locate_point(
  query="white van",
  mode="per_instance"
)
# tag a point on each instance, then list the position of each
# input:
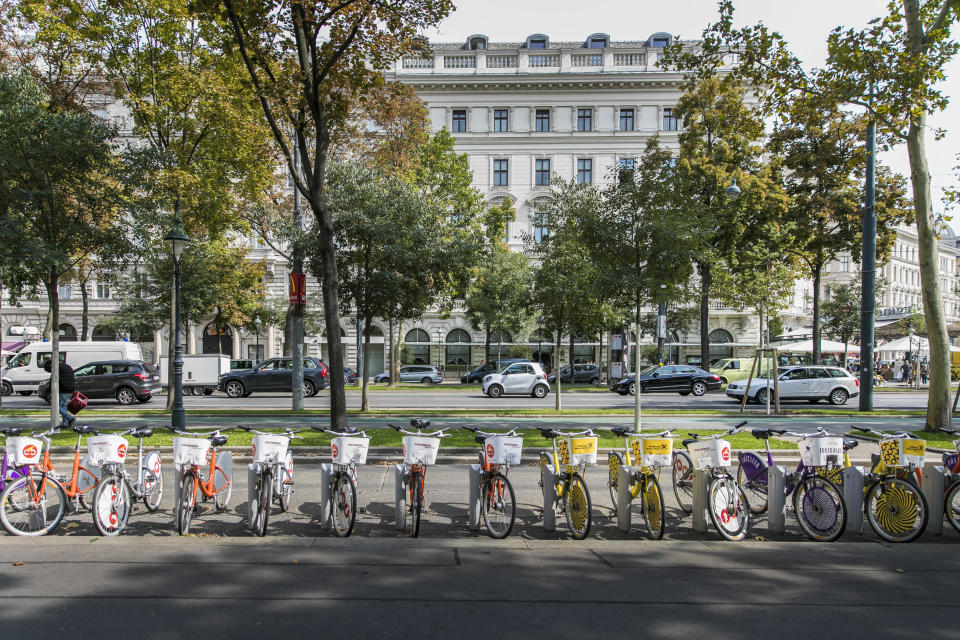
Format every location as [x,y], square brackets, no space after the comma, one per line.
[25,371]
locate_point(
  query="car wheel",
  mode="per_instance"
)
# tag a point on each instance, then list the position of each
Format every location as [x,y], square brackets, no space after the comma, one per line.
[839,396]
[125,395]
[234,389]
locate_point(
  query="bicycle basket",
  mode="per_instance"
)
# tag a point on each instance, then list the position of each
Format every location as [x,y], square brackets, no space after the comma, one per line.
[576,451]
[269,448]
[109,449]
[420,450]
[503,449]
[190,451]
[349,450]
[821,451]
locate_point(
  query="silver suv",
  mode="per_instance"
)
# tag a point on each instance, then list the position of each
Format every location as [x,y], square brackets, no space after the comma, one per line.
[519,378]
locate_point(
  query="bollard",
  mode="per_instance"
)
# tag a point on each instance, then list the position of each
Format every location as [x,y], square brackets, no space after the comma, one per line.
[933,477]
[700,501]
[853,496]
[624,510]
[473,509]
[400,495]
[776,499]
[549,498]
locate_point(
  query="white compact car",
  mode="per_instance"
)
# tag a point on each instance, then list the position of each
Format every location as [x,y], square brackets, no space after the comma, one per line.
[808,383]
[518,378]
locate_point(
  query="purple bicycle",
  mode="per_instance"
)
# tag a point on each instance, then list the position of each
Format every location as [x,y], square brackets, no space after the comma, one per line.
[817,500]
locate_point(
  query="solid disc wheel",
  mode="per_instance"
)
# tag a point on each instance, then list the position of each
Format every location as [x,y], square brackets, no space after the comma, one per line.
[32,506]
[344,496]
[820,509]
[896,510]
[498,506]
[682,475]
[577,507]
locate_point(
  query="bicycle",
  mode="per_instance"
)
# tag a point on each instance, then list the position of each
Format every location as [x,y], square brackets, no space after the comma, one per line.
[419,452]
[570,461]
[273,468]
[498,504]
[112,499]
[818,502]
[895,507]
[347,450]
[189,454]
[726,502]
[653,452]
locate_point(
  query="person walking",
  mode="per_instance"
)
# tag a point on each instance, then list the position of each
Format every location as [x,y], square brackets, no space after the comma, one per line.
[68,385]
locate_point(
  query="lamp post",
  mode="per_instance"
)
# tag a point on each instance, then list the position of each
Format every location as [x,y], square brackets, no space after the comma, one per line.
[178,241]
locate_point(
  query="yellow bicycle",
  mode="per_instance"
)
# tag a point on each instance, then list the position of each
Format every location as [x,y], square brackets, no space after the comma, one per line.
[569,459]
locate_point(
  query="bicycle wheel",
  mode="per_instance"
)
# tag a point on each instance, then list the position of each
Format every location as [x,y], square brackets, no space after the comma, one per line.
[576,501]
[111,505]
[652,499]
[728,508]
[896,511]
[614,464]
[682,475]
[820,509]
[498,506]
[344,503]
[32,506]
[416,491]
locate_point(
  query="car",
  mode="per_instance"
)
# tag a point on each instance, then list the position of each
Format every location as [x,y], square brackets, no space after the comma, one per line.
[518,378]
[492,366]
[275,374]
[589,373]
[414,373]
[676,378]
[128,381]
[810,383]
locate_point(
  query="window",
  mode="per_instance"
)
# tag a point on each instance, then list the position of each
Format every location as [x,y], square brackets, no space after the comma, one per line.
[459,120]
[669,120]
[543,119]
[584,171]
[584,119]
[500,171]
[542,173]
[500,121]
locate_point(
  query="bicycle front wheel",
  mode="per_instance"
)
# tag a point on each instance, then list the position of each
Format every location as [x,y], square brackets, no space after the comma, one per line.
[896,510]
[344,499]
[498,506]
[820,509]
[577,505]
[32,506]
[111,505]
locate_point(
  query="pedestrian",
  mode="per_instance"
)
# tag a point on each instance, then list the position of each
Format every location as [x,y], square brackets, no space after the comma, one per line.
[67,386]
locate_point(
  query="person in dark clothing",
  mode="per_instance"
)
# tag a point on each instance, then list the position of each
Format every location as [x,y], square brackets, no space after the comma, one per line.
[68,385]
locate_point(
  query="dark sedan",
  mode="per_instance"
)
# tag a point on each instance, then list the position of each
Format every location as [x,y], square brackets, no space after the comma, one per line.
[275,374]
[128,381]
[680,378]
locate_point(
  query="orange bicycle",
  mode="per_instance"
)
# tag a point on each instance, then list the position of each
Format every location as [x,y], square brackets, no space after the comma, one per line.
[190,453]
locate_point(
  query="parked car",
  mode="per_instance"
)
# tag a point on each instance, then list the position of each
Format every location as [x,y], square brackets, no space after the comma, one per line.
[801,383]
[128,381]
[414,373]
[518,378]
[589,373]
[275,374]
[676,378]
[492,366]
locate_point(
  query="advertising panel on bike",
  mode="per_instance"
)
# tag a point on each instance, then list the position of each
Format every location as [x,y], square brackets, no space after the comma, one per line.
[503,449]
[349,450]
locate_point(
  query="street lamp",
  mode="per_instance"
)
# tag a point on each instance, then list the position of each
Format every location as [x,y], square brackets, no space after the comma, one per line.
[178,241]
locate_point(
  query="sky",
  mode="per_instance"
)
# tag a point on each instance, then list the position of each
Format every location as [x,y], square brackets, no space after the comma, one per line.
[805,25]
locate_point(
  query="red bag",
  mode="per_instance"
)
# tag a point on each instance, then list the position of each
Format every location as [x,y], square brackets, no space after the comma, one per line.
[77,403]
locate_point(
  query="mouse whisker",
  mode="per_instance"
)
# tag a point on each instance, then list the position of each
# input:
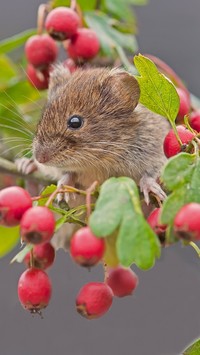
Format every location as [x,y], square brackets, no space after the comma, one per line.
[14,129]
[19,124]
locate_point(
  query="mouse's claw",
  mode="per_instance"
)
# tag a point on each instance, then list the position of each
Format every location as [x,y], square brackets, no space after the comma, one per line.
[65,197]
[25,165]
[148,184]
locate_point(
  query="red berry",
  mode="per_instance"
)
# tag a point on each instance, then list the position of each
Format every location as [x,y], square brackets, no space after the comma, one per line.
[34,289]
[62,23]
[158,228]
[184,107]
[14,201]
[195,120]
[38,78]
[94,299]
[171,145]
[85,248]
[37,225]
[41,50]
[70,64]
[122,281]
[43,256]
[187,222]
[84,44]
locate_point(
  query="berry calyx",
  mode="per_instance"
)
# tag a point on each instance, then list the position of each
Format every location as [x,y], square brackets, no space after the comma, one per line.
[122,281]
[171,145]
[37,225]
[184,107]
[38,78]
[14,202]
[62,23]
[84,44]
[34,290]
[41,50]
[195,120]
[94,299]
[158,228]
[43,256]
[85,248]
[187,222]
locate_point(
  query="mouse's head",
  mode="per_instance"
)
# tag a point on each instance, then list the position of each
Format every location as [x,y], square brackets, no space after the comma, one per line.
[86,121]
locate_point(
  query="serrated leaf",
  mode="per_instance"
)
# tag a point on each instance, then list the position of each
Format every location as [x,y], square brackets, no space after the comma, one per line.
[47,191]
[178,170]
[188,190]
[21,255]
[137,242]
[9,237]
[11,43]
[109,37]
[193,349]
[118,210]
[157,93]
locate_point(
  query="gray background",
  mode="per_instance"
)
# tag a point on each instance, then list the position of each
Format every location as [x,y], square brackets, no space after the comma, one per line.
[163,315]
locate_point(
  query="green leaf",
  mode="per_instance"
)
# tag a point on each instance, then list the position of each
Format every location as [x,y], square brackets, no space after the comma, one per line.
[137,242]
[193,349]
[188,190]
[157,92]
[9,237]
[21,255]
[178,170]
[11,43]
[118,209]
[109,37]
[47,191]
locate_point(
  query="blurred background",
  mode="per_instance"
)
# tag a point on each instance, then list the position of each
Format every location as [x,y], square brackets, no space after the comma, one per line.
[162,317]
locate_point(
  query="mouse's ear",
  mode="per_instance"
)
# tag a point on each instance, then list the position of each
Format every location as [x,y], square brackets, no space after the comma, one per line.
[125,86]
[58,78]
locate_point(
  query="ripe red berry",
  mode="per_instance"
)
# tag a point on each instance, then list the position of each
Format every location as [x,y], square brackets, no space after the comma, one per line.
[171,145]
[85,248]
[62,23]
[187,222]
[37,225]
[43,256]
[184,107]
[14,201]
[158,228]
[122,281]
[94,299]
[41,50]
[70,64]
[38,78]
[195,120]
[84,44]
[34,289]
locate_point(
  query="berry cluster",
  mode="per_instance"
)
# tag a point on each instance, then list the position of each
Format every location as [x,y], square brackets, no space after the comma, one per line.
[186,223]
[37,226]
[41,50]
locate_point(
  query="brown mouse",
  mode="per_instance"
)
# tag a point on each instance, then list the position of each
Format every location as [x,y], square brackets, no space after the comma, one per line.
[93,128]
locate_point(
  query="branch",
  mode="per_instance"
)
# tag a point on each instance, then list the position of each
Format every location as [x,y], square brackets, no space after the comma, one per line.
[7,167]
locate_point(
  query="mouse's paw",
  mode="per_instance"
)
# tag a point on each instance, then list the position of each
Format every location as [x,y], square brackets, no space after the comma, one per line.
[25,165]
[148,184]
[64,198]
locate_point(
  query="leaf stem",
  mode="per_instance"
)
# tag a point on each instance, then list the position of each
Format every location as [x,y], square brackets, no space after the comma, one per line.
[195,247]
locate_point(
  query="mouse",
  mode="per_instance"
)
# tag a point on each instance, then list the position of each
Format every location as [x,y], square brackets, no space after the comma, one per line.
[93,128]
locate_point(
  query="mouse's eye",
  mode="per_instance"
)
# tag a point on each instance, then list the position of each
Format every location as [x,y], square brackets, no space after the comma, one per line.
[75,122]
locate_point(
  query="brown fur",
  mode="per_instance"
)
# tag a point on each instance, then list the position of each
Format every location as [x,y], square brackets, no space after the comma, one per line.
[118,137]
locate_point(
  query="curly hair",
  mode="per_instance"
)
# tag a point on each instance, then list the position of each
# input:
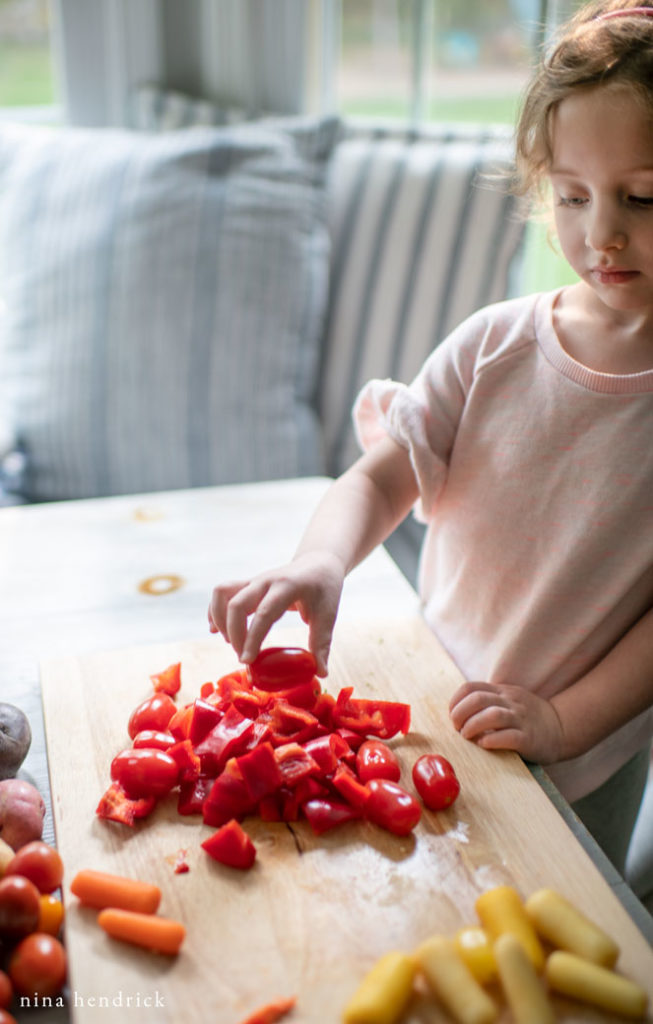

◆ ◆ ◆ ◆ ◆

Find each line above that contains the string "person" and copy it out.

▶ Final answer:
  query="person walking",
  query="person in dark clothing",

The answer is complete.